§ Recorded information
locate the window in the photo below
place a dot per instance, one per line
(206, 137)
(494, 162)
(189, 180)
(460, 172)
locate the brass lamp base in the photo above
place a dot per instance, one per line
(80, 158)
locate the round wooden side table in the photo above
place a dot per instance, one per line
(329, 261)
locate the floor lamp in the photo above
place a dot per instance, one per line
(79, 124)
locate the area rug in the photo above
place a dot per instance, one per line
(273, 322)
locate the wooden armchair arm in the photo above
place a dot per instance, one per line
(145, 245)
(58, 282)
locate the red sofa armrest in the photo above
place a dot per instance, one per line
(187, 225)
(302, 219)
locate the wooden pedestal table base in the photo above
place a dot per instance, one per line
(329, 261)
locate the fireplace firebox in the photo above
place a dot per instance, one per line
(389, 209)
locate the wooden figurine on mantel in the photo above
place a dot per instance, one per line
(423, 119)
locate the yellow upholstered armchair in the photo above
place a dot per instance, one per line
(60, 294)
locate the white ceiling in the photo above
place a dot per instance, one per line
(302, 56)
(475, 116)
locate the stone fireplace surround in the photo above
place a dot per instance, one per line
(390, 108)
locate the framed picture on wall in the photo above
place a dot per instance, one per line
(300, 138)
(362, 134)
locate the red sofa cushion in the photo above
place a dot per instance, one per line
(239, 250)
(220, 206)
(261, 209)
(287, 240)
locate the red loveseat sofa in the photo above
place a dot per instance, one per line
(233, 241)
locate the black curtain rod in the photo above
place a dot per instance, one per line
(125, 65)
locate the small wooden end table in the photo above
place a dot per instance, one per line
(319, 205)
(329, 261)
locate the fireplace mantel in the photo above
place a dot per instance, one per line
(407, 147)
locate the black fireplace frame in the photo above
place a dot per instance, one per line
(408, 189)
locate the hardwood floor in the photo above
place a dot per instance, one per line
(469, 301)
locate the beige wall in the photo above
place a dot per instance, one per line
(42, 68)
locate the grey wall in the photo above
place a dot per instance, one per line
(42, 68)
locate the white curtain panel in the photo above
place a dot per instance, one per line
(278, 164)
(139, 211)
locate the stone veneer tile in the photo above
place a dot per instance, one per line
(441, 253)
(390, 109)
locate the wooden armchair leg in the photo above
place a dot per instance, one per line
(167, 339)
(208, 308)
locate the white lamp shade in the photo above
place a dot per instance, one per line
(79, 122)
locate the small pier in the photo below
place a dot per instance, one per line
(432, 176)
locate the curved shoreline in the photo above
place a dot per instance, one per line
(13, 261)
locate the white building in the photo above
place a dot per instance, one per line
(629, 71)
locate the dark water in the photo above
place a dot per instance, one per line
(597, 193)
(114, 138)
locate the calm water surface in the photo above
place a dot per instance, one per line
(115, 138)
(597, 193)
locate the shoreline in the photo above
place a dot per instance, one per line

§ Exercise
Everything in the listing above should be restated exactly.

§ Exercise output
locate the window in the photo below
place a dot per instance, one per line
(206, 137)
(494, 162)
(189, 180)
(460, 172)
locate the brass lamp base in the photo above
place a dot per instance, one per line
(80, 158)
locate the round wooden side table in the photo above
place a dot per instance, one per line
(329, 261)
locate the floor lamp in the photo above
place a dot per instance, one per line
(79, 124)
locate the area rug in the photo above
place a dot per instance, one per line
(273, 322)
locate the wooden armchair arm in the photo above
place a dot per instance, one per line
(145, 245)
(58, 282)
locate the red sofa armrest in the photo above
place a dot per instance, one per line
(187, 225)
(302, 219)
locate the wooden pedestal table base in the photo above
place a dot per instance, one per line
(329, 261)
locate the fireplace firebox in the photo above
place a dot per instance, one per line
(389, 209)
locate the wooden figurine on mantel in the photo above
place a dot per instance, one per line
(423, 119)
locate the yellow upholstered armchair in the photo above
place a dot per instance, one per line
(60, 294)
locate the white ceiling in the photo above
place a dot per instance, one per line
(302, 56)
(475, 116)
locate the stone fireplace surround in the photo above
place a dot per instance, one per line
(390, 108)
locate the framed picture on wall in the photo above
place a dot per instance, one per line
(300, 138)
(362, 134)
locate the red sofa cushion in the photo above
place a dot per instance, one per line
(239, 250)
(220, 206)
(261, 209)
(287, 240)
locate the red loveseat sofa in the photo above
place a dot per instance, one per line
(233, 241)
locate the black curtain rod in the photo above
place a dot per instance, one per line
(125, 65)
locate the small wooden end table in the photo above
place a dot per instance, one per line
(319, 205)
(329, 261)
locate the fireplace mantel in the photo above
place a dot per instance, one per line
(407, 147)
locate the black fireplace frame in the photo above
place a dot per instance, one per line
(408, 189)
locate the hardwood floor in the photo above
place a dot per instance, one per line
(469, 301)
locate the beige wall in the photo above
place a dot per instance, one per line
(42, 68)
locate the grey wall in the photo above
place a dot per instance, one per line
(42, 68)
locate the white curtain panel in the photo above
place a dot per instance, one per line
(278, 164)
(139, 211)
locate the stone veneer tile in the photo above
place a dot per instance, one per line
(441, 253)
(390, 109)
locate the wooden armchair leg in the photo above
place a dot per instance, one per line
(167, 339)
(208, 308)
locate the white lamp shade in the photo above
place a dot per instance, one per line
(79, 122)
locate the small pier in the photo below
place a dot per instance, one per line
(432, 176)
locate the curved shoreline in the photo above
place a dot per instance, one per line
(13, 261)
locate the white building in the photo above
place a dot per instance, one per line
(629, 71)
locate the dark water in the photo above
place a dot per instance, one per line
(597, 193)
(114, 138)
locate the calm water surface in the photo above
place a dot per instance, one per line
(115, 138)
(597, 193)
locate the shoreline in the photo above
place a dot per instance, one per line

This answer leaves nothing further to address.